## Given passage
>>>
Zhang recently sat down with our Editor-in-Chief in his New York office overlooking Columbus Circle to discuss the fertility world's latest provocative developments. Here are his top ten insights:
Clearly [gene-editing embryos] will be beneficial to mankind, but it's a matter of how and when the work is done.
1) On a Chinese scientist's claim of creating the first CRISPR-edited babies:
I'm glad that we made a first move toward a clinical application of this technology for mankind. Somebody has to do this. Whether this was a good case or not, there is still time to find out.
Clearly it will be beneficial to mankind, but it's a matter of how and when the work is done. Like any scientific advance, it has to be done in a very responsible way.
Today's response is identical to when the world's first IVF baby was announced in 1978. The major news media didn't take it seriously and thought it was evil, wanted to keep a distance from IVF. Many countries even abandoned IVF, but today you see it is a normal practice. And it took almost 40 years [for the researchers] to win a Nobel Prize.
I think we need more time to understand how this work was done medically, ethically, and let the scientist have the opportunity to present how it was done and let a scientific journal publish the paper. Before these become available, I don't think we should start being upset, scared, or giving harsh criticism.
2) On the international outcry in response to the news:
I feel we are in scientific shock, with many thinking it came too fast, too soon. We all embrace modern technology, but when something really comes along, we fear it. In an old Chinese saying, one of the masters always dreamed of seeing the dragon, and when the dragon really came, he got scared.
Dr. John Zhang, the founder and CEO of New Hope Fertility Center in Manhattan, pictured in his office.
3) On the Western world's perception that Chinese scientists sometimes appear to discount ethics in favor of speedy breakthroughs:
I think this perception is not fair. I don't think China is very casual. It's absolutely not what people think. I don't want people to feel that this case [of CRISPR-edited babies] will mean China has less standards over how human reproduction should be performed. Just because this happened, it doesn't mean in China you can do anything you want.
As far as the regulation of IVF clinics, China is probably the most strictly regulated of any country I know in this world.
4) On China's first public opinion poll gauging attitudes toward gene-edited babies, indicating that more than 60 percent of survey respondents supported using the technology to prevent inherited diseases, but not to enhance traits:
There is a sharp contrast between the general public and the professional world. Being a working health professional and an advocate of scientists working in this field, it is very important to be ethically responsible for what we are doing, but my own feeling is that from time to time we may not take into consideration what the patient needs.
5) On how the three-parent baby is doing today, several years after his birth:
No news is good news.
6) On the potentially game-changing research to develop artificial sperm and eggs:
First of all I think that anything that's technically possible, as long as you are not harmful to other people, to other societies, as long as you do it responsibly, and this is a legitimate desire, I think eventually it will become reality.
<<<
## Try it
Copy, word for word, the stretch of the Zhang interview that starts at the words "1) On a Chinese" and stops after "very responsible way.".

## Source data
>>>
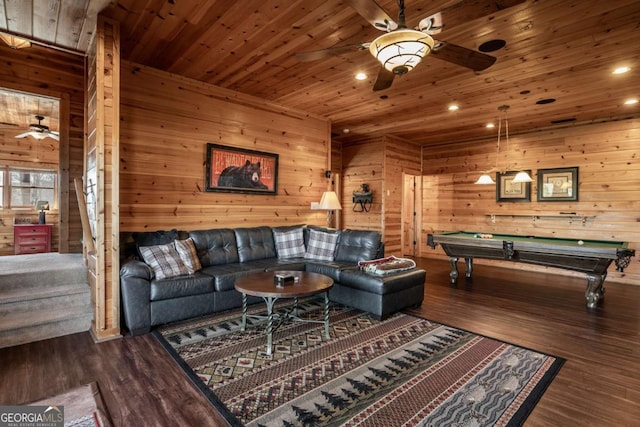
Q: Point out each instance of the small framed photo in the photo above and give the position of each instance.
(238, 170)
(509, 191)
(558, 185)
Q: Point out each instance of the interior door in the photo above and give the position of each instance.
(409, 215)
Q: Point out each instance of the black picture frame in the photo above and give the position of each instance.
(239, 170)
(509, 191)
(558, 185)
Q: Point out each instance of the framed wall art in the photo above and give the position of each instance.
(238, 170)
(558, 185)
(509, 191)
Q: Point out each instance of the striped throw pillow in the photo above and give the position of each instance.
(290, 243)
(188, 254)
(164, 260)
(321, 245)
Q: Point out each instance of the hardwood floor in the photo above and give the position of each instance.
(599, 385)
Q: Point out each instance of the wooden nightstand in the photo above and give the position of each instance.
(32, 238)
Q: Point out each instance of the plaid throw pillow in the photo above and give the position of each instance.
(321, 246)
(164, 260)
(188, 254)
(290, 243)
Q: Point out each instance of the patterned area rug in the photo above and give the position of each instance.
(404, 370)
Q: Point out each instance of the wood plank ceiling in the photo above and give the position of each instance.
(561, 50)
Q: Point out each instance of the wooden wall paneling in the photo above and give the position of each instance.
(363, 162)
(609, 187)
(103, 166)
(166, 122)
(400, 157)
(56, 74)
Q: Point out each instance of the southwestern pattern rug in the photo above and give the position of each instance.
(403, 370)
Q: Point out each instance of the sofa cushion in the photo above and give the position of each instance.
(178, 287)
(188, 254)
(289, 244)
(357, 245)
(255, 243)
(215, 246)
(321, 246)
(164, 260)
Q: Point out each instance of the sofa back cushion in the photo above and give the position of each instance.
(255, 243)
(357, 245)
(215, 246)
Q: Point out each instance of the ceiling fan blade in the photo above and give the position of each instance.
(315, 55)
(477, 61)
(468, 10)
(384, 80)
(372, 12)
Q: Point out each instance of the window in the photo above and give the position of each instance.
(24, 187)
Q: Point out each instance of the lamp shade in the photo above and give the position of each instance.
(401, 50)
(522, 177)
(329, 201)
(15, 42)
(485, 179)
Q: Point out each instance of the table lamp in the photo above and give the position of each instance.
(42, 205)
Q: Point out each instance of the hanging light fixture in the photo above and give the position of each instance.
(15, 42)
(399, 51)
(520, 176)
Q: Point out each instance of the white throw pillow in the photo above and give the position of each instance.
(164, 260)
(188, 254)
(321, 246)
(290, 243)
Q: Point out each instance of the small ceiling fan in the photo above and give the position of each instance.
(39, 131)
(401, 48)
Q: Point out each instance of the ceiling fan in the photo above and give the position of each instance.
(401, 48)
(39, 131)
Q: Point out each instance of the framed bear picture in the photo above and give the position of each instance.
(238, 170)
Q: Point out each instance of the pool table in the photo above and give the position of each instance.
(592, 257)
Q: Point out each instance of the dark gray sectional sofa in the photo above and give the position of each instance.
(226, 254)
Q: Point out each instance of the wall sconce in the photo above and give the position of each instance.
(42, 205)
(329, 202)
(362, 198)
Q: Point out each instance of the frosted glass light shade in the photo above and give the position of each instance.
(485, 179)
(401, 50)
(329, 201)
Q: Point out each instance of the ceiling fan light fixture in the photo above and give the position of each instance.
(15, 42)
(401, 50)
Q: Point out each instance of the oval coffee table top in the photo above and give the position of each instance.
(263, 285)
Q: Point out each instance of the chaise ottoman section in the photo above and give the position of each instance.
(380, 295)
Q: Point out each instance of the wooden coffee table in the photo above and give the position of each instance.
(262, 285)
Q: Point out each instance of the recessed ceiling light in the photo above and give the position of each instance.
(621, 70)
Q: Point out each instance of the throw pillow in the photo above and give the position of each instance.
(164, 260)
(289, 244)
(188, 254)
(322, 246)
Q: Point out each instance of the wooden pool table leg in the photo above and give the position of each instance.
(469, 261)
(453, 261)
(595, 290)
(454, 268)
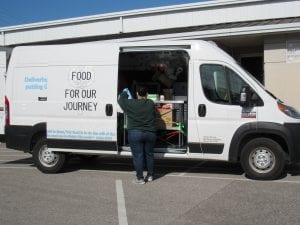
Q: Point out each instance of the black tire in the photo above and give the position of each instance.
(45, 160)
(263, 159)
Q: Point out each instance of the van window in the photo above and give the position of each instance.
(222, 85)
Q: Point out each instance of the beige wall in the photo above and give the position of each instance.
(282, 77)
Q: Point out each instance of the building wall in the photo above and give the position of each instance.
(282, 67)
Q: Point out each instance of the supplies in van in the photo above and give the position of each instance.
(164, 116)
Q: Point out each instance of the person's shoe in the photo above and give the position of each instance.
(149, 178)
(138, 181)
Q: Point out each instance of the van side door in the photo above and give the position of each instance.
(217, 90)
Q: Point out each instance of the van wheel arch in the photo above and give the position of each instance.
(250, 131)
(45, 160)
(263, 159)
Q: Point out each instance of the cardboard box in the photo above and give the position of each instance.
(164, 118)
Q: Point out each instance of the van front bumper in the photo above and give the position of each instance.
(294, 136)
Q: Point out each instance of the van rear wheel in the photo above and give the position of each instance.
(45, 160)
(263, 159)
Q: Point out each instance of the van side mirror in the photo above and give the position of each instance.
(245, 96)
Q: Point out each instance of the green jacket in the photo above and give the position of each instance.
(140, 113)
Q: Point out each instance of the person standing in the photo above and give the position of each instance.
(141, 131)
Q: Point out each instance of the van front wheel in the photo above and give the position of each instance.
(263, 159)
(46, 160)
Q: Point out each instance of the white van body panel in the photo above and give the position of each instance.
(2, 91)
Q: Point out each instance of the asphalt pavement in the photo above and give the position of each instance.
(101, 192)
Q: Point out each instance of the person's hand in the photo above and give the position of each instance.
(126, 90)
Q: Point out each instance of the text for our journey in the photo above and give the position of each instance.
(83, 95)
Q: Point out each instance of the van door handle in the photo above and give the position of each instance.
(201, 110)
(109, 109)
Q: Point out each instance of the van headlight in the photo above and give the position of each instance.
(288, 110)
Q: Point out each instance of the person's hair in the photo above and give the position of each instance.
(142, 91)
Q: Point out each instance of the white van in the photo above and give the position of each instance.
(2, 94)
(62, 99)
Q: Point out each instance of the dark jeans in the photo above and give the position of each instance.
(142, 144)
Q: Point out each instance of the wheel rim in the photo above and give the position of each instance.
(47, 157)
(262, 160)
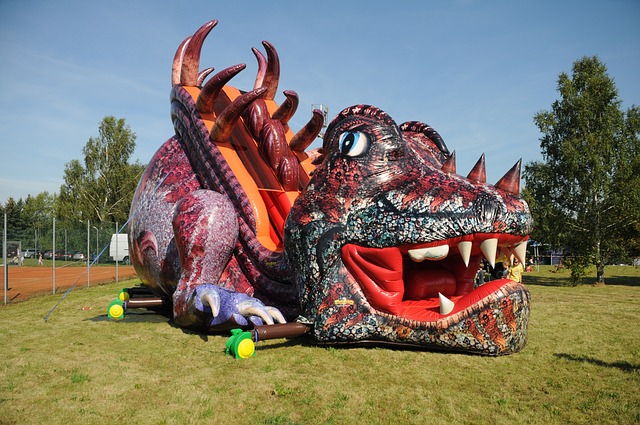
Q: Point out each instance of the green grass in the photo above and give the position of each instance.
(581, 365)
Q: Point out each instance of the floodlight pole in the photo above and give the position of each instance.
(53, 258)
(117, 250)
(88, 264)
(4, 259)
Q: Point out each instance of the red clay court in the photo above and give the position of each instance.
(25, 281)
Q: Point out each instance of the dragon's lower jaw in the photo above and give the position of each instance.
(407, 281)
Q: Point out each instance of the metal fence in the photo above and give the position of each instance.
(62, 240)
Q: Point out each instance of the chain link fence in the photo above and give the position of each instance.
(66, 241)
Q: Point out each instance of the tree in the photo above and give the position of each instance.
(585, 194)
(102, 188)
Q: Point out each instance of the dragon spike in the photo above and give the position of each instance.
(478, 173)
(210, 91)
(190, 58)
(288, 107)
(427, 130)
(510, 182)
(288, 172)
(449, 165)
(308, 133)
(221, 129)
(272, 76)
(177, 62)
(202, 75)
(262, 68)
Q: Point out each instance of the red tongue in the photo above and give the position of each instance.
(424, 283)
(379, 272)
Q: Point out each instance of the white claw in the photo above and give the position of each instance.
(255, 311)
(465, 251)
(213, 301)
(433, 254)
(520, 251)
(275, 313)
(446, 305)
(489, 248)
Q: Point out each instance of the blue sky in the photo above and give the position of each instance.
(477, 71)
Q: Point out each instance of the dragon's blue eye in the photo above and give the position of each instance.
(354, 143)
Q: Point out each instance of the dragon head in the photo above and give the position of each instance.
(386, 230)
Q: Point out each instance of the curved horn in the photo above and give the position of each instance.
(510, 182)
(478, 173)
(288, 107)
(190, 61)
(221, 129)
(262, 68)
(449, 165)
(272, 76)
(177, 62)
(210, 91)
(202, 75)
(308, 133)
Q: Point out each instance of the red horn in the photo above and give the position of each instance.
(510, 182)
(478, 173)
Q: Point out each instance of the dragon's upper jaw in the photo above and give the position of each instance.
(405, 281)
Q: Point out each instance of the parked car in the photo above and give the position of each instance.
(30, 253)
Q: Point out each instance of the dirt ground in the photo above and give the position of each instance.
(25, 282)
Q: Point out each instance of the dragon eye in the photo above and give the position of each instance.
(354, 143)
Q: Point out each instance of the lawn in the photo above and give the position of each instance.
(581, 365)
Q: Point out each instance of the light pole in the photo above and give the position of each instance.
(96, 242)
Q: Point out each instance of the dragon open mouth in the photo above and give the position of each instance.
(407, 281)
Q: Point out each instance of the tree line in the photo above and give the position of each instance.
(584, 195)
(97, 188)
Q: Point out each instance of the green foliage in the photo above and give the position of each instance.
(585, 195)
(101, 188)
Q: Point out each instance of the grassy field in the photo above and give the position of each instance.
(581, 365)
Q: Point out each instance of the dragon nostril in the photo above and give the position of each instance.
(487, 209)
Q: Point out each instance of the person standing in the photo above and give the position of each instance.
(515, 271)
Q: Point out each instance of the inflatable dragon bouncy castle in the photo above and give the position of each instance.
(373, 237)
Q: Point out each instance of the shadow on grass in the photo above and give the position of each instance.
(622, 365)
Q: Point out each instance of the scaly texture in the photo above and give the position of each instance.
(379, 231)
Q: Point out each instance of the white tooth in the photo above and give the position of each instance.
(520, 251)
(489, 247)
(446, 305)
(465, 251)
(433, 253)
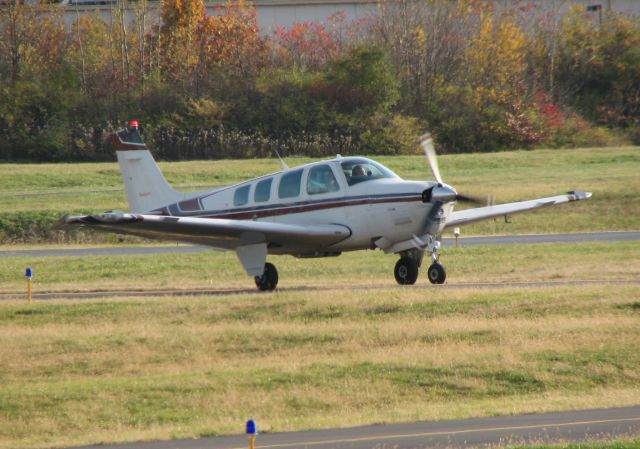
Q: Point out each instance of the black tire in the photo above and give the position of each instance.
(406, 271)
(436, 273)
(269, 279)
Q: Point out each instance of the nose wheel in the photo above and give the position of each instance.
(406, 271)
(269, 279)
(436, 273)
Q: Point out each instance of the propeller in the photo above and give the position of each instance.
(426, 142)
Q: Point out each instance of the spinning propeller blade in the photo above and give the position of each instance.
(426, 142)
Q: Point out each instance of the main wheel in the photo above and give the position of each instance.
(436, 273)
(269, 279)
(406, 271)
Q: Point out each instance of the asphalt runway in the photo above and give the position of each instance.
(611, 236)
(510, 430)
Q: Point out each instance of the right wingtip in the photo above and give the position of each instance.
(60, 223)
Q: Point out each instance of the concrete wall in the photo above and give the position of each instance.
(283, 13)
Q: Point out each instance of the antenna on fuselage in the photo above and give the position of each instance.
(285, 167)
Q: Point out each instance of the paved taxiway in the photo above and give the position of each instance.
(611, 236)
(510, 430)
(96, 294)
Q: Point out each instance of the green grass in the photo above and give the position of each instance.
(505, 263)
(632, 443)
(610, 173)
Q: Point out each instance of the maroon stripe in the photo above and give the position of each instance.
(310, 208)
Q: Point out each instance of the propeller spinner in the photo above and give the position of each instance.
(441, 192)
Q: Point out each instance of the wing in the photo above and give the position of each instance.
(481, 213)
(250, 239)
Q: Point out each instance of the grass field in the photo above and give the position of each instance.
(610, 173)
(76, 372)
(359, 350)
(622, 444)
(127, 369)
(506, 263)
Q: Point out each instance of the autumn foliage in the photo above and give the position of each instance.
(479, 76)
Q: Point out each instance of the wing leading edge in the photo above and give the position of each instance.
(481, 213)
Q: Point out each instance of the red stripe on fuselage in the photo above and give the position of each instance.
(309, 208)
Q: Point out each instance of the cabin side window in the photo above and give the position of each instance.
(321, 180)
(263, 190)
(289, 186)
(241, 195)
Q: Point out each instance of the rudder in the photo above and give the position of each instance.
(145, 185)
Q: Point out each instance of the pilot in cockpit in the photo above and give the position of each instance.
(358, 170)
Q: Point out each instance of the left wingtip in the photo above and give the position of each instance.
(580, 195)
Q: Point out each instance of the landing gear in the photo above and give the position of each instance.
(269, 279)
(436, 273)
(406, 271)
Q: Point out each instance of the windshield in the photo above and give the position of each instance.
(360, 170)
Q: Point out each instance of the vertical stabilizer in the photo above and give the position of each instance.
(146, 187)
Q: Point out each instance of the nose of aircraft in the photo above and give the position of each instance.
(443, 193)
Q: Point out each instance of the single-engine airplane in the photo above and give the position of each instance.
(319, 209)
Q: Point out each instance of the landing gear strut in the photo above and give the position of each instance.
(436, 273)
(269, 279)
(406, 271)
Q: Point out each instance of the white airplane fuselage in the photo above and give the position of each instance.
(371, 209)
(315, 210)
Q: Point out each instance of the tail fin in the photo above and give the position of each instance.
(146, 187)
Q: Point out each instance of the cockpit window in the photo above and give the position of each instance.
(290, 184)
(263, 190)
(360, 170)
(241, 195)
(321, 180)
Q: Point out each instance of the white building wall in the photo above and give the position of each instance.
(284, 13)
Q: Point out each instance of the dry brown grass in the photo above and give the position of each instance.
(125, 369)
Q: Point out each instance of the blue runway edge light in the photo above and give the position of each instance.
<<<
## Solved exercise
1) On a Chinese scientist's claim of creating the first CRISPR-edited babies:
I'm glad that we made a first move toward a clinical application of this technology for mankind. Somebody has to do this. Whether this was a good case or not, there is still time to find out.
Clearly it will be beneficial to mankind, but it's a matter of how and when the work is done. Like any scientific advance, it has to be done in a very responsible way.